Here is what is being argued:
Canada, in its filing, said the HCCC not only needed to be heard but in fact were the governing body in place at the time the “events or transactions were occurring from 1784 to the 1920s.”
Canada said the HDI issues “raised and remedies sought” all relate “geographically and historically to the Haldimand Tract lands. Almost all of the claims are based on events or transactions that occurred in the more than 130-year period from 1784 to the early 1920s.”
Canada argues the traditional and historical Haudenosaunee perspective should be heard.
Canada’s filing says the HCCC makeup is a Council of Chiefs and Clanmothers and added that it “conducts its affairs in accordance with the traditional cultural values, and the legal principles and processes of the customary law of the Haudenosaunee. The Council is based at Grand River within the Haldimand Tract lands.
Canada’s filing says evidence indicates that traditional Haudenosaunee law principles and processes were operating and guiding Council decisions within the Haldimand Tract lands at least through the period that is the subject of the majority of the claims made in this action.”
Canada’s submission indicates the question at the heart of HDI’s motion is how to ensure the “traditional and historical Haudenosaunee perspective on the claims, rights, and interests put forward is available to the trial court.”
It also reminded the hearing the Supreme Court of Canada itself has repeatedly emphasized the importance of hearing and considering Indigenous perspectives when deciding cases affecting Indigenous peoples.”

INFORMATION:
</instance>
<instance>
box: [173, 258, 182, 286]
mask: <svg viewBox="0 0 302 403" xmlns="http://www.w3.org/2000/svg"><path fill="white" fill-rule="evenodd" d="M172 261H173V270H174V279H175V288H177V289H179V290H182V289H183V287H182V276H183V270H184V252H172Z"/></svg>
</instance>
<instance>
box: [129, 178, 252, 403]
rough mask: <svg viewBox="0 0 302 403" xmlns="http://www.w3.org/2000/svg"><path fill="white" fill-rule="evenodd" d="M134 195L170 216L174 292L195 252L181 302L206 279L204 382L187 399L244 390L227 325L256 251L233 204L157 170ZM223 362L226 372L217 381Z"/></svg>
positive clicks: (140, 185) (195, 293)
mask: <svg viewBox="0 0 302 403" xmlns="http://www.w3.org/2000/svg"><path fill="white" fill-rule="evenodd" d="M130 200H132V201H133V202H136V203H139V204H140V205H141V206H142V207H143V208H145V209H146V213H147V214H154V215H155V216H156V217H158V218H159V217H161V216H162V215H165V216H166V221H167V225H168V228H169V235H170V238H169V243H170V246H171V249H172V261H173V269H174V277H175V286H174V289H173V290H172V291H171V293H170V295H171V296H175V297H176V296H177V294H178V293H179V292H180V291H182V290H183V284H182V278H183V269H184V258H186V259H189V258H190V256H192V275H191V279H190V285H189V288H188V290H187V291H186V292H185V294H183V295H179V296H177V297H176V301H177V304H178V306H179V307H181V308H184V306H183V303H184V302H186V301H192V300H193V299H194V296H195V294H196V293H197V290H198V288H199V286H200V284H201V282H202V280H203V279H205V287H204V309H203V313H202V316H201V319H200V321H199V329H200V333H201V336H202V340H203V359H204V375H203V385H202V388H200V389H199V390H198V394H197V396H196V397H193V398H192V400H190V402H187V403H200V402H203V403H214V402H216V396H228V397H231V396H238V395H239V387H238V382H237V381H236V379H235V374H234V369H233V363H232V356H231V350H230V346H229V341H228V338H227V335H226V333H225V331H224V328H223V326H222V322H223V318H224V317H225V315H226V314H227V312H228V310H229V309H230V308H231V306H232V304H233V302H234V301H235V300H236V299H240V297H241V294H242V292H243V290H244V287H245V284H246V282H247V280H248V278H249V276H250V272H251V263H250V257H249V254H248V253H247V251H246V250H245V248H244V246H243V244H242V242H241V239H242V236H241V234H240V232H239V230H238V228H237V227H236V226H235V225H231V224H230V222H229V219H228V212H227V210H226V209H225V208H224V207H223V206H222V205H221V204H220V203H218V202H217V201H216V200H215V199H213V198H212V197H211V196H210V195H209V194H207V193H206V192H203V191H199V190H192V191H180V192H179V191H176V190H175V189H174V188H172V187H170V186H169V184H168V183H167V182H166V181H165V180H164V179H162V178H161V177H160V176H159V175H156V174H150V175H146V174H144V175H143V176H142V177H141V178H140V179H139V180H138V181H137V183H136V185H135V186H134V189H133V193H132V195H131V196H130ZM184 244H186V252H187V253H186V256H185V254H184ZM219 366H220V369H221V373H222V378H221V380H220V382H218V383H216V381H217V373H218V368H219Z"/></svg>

ACTIVITY LIST:
A – Answer these from the passage on Canada's court filing about the HCCC:
(i) According to Canada, almost all of the claims are based on events or transactions from what period?
(ii) Where is the Council based?
(iii) What does Canada's filing say the HCCC is made up of?
B – Write the next part of the passage on Canada's court filing about the HCCC, starting after its final sentence.

RESPONSE LIST:
A –
(i) The more than 130-year period from 1784 to the early 1920s.
(ii) At Grand River, within the Haldimand Tract lands.
(iii) A Council of Chiefs and Clanmothers.

B –
Ontario responded to HDI’s court filing charging HDI “does not possess “legal capacity” at Ontario law.
However Ontario does not object to the HCCC putting another representative forward, as long as that party is a natural person, a corporation or a body “which has been given that capacity by statute.”
Six Nations of the Grand River Band says that HDI’s intervention is an “ill-defined attempt by aggrieved traditional hereditary chiefs of the Haudenosaunee Confederacy to abuse the court’s process and disrupt the Six Nations of the Grand River Band’s efforts to obtain justice for the loss of its reserve and financial resources.”
The Men’s Fire responded again charging the HDI was not properly appointed by the HCCC and is “outside the circle.”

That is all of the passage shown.